* Listed entries:
^^^^^^^^
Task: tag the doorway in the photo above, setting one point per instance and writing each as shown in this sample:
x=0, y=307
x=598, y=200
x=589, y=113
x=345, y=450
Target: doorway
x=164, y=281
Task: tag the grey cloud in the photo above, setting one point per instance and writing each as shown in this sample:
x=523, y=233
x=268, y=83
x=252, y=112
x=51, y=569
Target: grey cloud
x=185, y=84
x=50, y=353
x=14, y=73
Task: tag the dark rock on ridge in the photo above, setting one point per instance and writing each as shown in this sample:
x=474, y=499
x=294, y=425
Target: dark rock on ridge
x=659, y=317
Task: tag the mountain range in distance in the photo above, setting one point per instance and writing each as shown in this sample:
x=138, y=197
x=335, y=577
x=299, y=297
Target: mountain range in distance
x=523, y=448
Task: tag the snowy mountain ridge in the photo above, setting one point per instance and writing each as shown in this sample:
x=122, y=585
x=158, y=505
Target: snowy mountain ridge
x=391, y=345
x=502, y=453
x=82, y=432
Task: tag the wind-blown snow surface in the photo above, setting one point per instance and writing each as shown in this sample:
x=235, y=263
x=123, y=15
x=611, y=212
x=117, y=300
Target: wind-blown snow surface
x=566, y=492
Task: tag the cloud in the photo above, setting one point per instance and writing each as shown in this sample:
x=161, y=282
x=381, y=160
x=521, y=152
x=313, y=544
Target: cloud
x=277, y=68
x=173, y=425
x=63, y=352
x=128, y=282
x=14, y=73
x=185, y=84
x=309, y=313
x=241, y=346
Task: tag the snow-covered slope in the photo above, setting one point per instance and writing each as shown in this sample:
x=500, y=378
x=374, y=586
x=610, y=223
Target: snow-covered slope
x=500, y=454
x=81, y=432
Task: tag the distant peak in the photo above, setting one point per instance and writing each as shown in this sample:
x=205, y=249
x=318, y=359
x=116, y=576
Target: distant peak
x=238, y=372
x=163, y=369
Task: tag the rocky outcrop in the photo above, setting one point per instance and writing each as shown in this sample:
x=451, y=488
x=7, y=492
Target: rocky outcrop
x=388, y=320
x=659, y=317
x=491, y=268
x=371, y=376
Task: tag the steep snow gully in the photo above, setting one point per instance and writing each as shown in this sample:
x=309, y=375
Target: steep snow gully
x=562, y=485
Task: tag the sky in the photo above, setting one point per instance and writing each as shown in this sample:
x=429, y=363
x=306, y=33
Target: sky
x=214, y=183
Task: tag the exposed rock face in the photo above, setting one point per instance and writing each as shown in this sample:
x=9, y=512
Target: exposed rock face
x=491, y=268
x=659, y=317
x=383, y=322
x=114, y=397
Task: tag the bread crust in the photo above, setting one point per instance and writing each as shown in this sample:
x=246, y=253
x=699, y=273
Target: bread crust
^^^^^^^^
* Directive: Write out all of the records above again, substituting "occurrence" for each occurrence of "instance" and keeping everything else the same.

* Answer to this exercise:
Task: tag the doorway in the photo above, setting one point per occurrence and writing each as shown in this sample:
x=0, y=307
x=598, y=200
x=589, y=113
x=345, y=450
Target: doorway
x=164, y=281
Task: tag the grey cloud in the photo above, setting one point per occurrence and writing each as shown in this sample:
x=523, y=233
x=268, y=83
x=252, y=112
x=51, y=569
Target: grey cloud
x=185, y=84
x=50, y=353
x=14, y=73
Task: tag the dark rock on ridge in the photo above, setting one point per occurrence and writing each as shown in this sample:
x=474, y=499
x=294, y=425
Target: dark rock on ridge
x=659, y=317
Task: tag the mountain range in distance in the photo above, setting one point per occurrence and writing each as shown in this sample:
x=138, y=197
x=335, y=577
x=299, y=297
Target: mountain range in distance
x=523, y=448
Task: tag the snowy mountain ridge in the photo above, setting one point per occurrence and writing each as shown in this sample:
x=122, y=585
x=158, y=505
Target: snowy mountain ridge
x=391, y=345
x=502, y=453
x=82, y=432
Task: tag the wind-blown snow surface in the photo above, setting one point per occurrence and writing each as shown in this sample:
x=235, y=263
x=123, y=15
x=611, y=212
x=117, y=300
Target: wind-blown snow surface
x=566, y=492
Task: tag the cloud in the photo above, setting one point per occurrence and writing each as shown in this sample:
x=161, y=282
x=381, y=160
x=521, y=152
x=313, y=544
Target: cloud
x=277, y=68
x=173, y=425
x=63, y=352
x=128, y=282
x=14, y=73
x=185, y=84
x=309, y=313
x=241, y=346
Task: tag the snow-covered slope in the photo above, setting one point per occurrence and writing each as shown in this sample:
x=500, y=378
x=374, y=586
x=610, y=223
Target: snow-covered slope
x=500, y=454
x=81, y=432
Task: tag the distant peak in the photo above, setting one point per occurrence and writing each as shown in this sample:
x=205, y=249
x=318, y=359
x=116, y=576
Target: distant peak
x=238, y=372
x=163, y=369
Task: tag the rocky outcrop in the photo above, setting one point per occurrence and writing each as shown in this sample:
x=451, y=488
x=7, y=492
Target: rocky outcrop
x=388, y=320
x=659, y=317
x=491, y=268
x=371, y=376
Task: tag the steep snow gully in the photo above, setting one point per occurrence and writing each as shown in this sample:
x=309, y=375
Target: steep snow gully
x=562, y=485
Task: tag the sky in the photo above, setting one point per occurrence and writing each as shown in this sample:
x=429, y=363
x=306, y=33
Target: sky
x=214, y=183
Task: tag the exposed rock face in the photo above, setting one point per occurrence and writing each as shown in this sample:
x=9, y=512
Target: exposed rock face
x=491, y=268
x=659, y=317
x=383, y=322
x=114, y=397
Task: tag the bread crust in the photo above, setting one point per occurrence and writing each as shown in this sample:
x=246, y=253
x=699, y=273
Target: bread crust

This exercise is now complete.